#### Dataset entries

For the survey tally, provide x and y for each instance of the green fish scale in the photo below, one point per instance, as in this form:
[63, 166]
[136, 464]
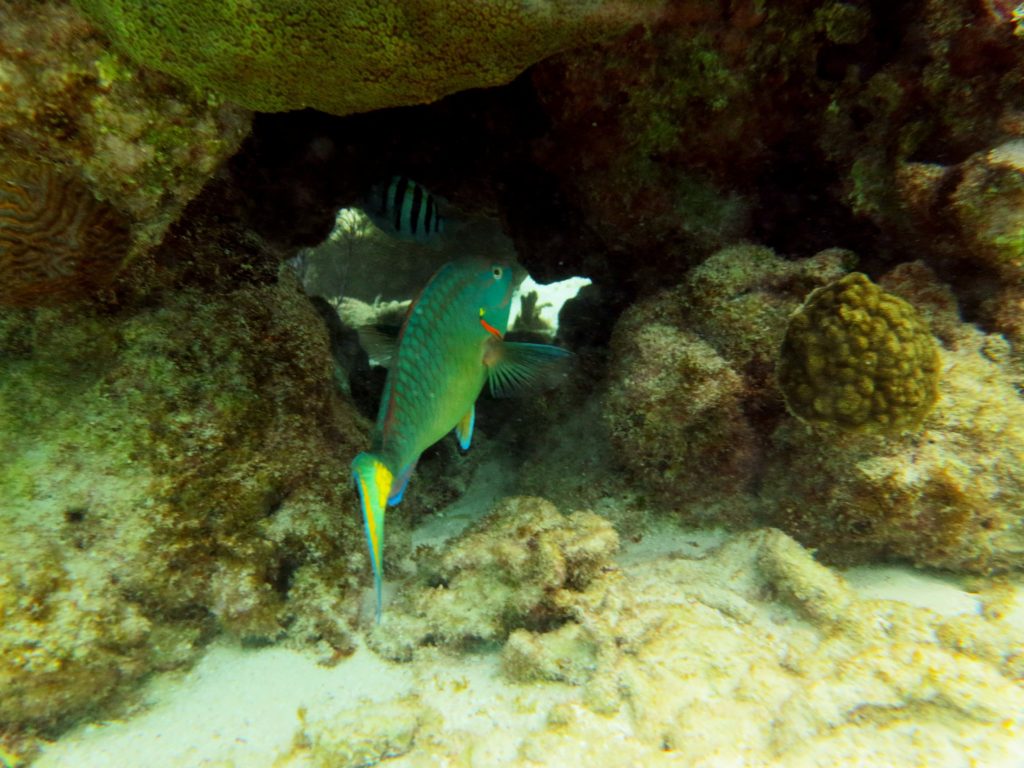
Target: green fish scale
[438, 371]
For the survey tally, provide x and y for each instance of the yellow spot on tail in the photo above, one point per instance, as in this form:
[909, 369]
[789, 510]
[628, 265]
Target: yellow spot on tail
[382, 482]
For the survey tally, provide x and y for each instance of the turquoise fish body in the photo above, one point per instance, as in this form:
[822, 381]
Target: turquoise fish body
[451, 344]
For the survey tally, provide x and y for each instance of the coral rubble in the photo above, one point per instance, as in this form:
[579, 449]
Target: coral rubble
[690, 369]
[707, 671]
[513, 568]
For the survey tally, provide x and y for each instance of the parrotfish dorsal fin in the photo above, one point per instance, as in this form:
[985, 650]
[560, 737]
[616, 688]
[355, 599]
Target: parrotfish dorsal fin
[464, 429]
[516, 369]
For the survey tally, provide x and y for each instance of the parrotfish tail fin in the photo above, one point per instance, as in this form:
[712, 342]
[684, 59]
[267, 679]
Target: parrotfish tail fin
[464, 429]
[398, 484]
[373, 480]
[518, 369]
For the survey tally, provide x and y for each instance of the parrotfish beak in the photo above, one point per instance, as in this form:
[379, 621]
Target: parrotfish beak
[373, 480]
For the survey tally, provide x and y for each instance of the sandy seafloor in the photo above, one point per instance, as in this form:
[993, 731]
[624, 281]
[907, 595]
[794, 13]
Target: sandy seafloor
[705, 666]
[276, 707]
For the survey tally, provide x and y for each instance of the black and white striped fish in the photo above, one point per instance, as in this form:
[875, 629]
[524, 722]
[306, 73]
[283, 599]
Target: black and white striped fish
[404, 209]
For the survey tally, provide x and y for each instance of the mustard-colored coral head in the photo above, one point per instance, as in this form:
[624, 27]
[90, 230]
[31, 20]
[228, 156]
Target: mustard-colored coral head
[858, 358]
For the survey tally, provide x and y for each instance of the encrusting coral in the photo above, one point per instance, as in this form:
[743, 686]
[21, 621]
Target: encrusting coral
[167, 474]
[693, 411]
[859, 358]
[351, 56]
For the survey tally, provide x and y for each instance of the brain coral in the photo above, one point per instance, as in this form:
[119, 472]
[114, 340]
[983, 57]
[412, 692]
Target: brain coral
[57, 242]
[350, 56]
[857, 357]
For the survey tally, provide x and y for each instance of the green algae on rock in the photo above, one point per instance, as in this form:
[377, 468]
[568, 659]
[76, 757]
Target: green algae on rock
[690, 366]
[351, 56]
[175, 472]
[858, 358]
[140, 142]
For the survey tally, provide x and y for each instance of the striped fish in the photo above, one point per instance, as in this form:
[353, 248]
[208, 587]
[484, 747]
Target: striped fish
[404, 209]
[451, 344]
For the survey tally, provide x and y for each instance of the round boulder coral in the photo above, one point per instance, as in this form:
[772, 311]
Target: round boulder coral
[859, 358]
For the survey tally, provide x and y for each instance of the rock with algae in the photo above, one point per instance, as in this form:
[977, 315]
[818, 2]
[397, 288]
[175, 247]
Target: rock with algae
[57, 242]
[857, 357]
[757, 654]
[355, 55]
[511, 569]
[691, 366]
[166, 474]
[78, 114]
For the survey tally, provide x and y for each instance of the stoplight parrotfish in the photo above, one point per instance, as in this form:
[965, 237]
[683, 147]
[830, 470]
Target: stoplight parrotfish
[451, 344]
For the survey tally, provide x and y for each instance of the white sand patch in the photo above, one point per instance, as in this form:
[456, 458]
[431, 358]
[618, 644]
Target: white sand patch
[943, 594]
[275, 708]
[246, 708]
[237, 707]
[551, 298]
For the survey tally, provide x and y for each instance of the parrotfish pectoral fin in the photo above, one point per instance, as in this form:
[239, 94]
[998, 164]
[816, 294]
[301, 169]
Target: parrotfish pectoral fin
[373, 480]
[518, 369]
[398, 484]
[464, 429]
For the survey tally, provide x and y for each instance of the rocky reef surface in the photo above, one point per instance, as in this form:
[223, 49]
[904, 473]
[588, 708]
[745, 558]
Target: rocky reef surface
[177, 417]
[711, 650]
[166, 476]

########

Given request:
Restate the whole listing above exactly, except for its images.

Output for this exercise:
For the survey tally, provide x and y for each instance of the green fish scale in the photo below, one point per instance, as in this form:
[63, 166]
[136, 464]
Target: green fish scale
[438, 371]
For the survey tally, provide x and y for each instance of the yellow spot on tail in the photo above, one point per instance, as in this form:
[909, 369]
[789, 510]
[628, 265]
Target: yellow spot on tail
[382, 482]
For the survey tally, provide x and y for each instance of the turquoise fish body in the photo above, one point per instance, as in this form:
[822, 381]
Target: turquoise fish body
[451, 344]
For the survey tally, provide x and y for each instance of the coral rubble in the photo above, one point per instance, as in this form:
[579, 449]
Target: coral rubble
[690, 369]
[707, 671]
[513, 568]
For the survey tally, provide x and y for each instance of the parrotfish dorsal fin in the photo above, one point per instance, as in this form:
[985, 650]
[560, 737]
[616, 688]
[355, 599]
Target: parrotfish dorsal fin
[464, 429]
[516, 369]
For the survey tally, provide x and y for each instance of the parrotfish tail fin in the photo above, one point per instance, as in this form:
[712, 342]
[684, 59]
[267, 679]
Target: parrotfish tail fin
[464, 429]
[398, 484]
[373, 480]
[518, 369]
For the survey tally, provide x and y for each instance of the parrotfish beak in the photo above, one point per instance, as in this form:
[379, 621]
Target: parrotfish beak
[373, 480]
For the survey tally, provide x and y for each instance of the sandy seafloor in the photo above, one point per instance, as in this form:
[993, 731]
[624, 281]
[907, 595]
[794, 13]
Target: sandy seafloor
[705, 666]
[276, 707]
For the survey tally, provide x and y for each instance of the black and white striped fish in the photo above, one point per instance, as in this form:
[875, 629]
[524, 722]
[306, 73]
[283, 599]
Target: black and white striped fish
[404, 209]
For the survey tally, provide x and y for each instance of the mustard-colored coral head in the photo above, one point per instance, as in this form:
[624, 27]
[90, 230]
[31, 20]
[228, 156]
Target: mustard-colored coral head
[858, 358]
For the survey tally, provide x and y for each instance of the encrusting coral in the photo above, one point per instance, as in this form:
[743, 686]
[21, 621]
Target: encrusting coral
[167, 474]
[693, 411]
[859, 358]
[351, 56]
For the survey tally, provide x and y for each instance of the brain coral in the photo above, one point per instance, as in this form:
[119, 472]
[114, 340]
[983, 57]
[412, 692]
Target: brain coral
[57, 242]
[350, 56]
[857, 357]
For the survey tally, provide x and y for each instance of the green algae on rock in the photo above, one point per instance, as in this form:
[377, 468]
[568, 659]
[76, 757]
Target: green algae on rock
[690, 366]
[351, 56]
[175, 472]
[858, 358]
[140, 142]
For the survey tally, provide x and y for each instance of the striped fish in the photo above, one point per instance, as in this form:
[353, 248]
[208, 587]
[484, 747]
Target: striped fish
[404, 209]
[451, 344]
For the survey tally, provide x and y for each instance of the round boulder coral in the photo above, one point per instance, as in this form:
[772, 311]
Target: round boulder coral
[859, 358]
For the survey tally, provide x and y for each instance of the rock with algae in the photo above, one point per instance, as in this form:
[977, 315]
[818, 2]
[397, 288]
[175, 247]
Target: rock with algae
[57, 242]
[857, 357]
[757, 654]
[355, 55]
[511, 569]
[691, 366]
[166, 474]
[78, 114]
For the survey tally, provide x and y for each instance of the stoplight parrotfish in the photo above, one point per instance, as in this form:
[965, 237]
[683, 147]
[830, 470]
Target: stoplight parrotfish
[451, 344]
For the survey tally, provide x and y for each instance of the white sand patch in the photo above, one point per instance, as in this form:
[456, 458]
[431, 358]
[618, 644]
Target: white sand patch
[943, 594]
[275, 708]
[246, 708]
[237, 707]
[551, 298]
For the survey tally, provide x and y for each instance of the parrotfish pectoral fin in the photo above, one point per instance, as in this form:
[239, 94]
[998, 164]
[816, 294]
[301, 169]
Target: parrotfish pectoral fin
[373, 480]
[518, 369]
[398, 484]
[464, 429]
For the survey tally, provide x and y for each instance of the rocky reef surface in the photo above, one point per instance, as in this form:
[223, 49]
[904, 473]
[588, 708]
[745, 558]
Target: rocky reef surface
[177, 417]
[711, 650]
[166, 476]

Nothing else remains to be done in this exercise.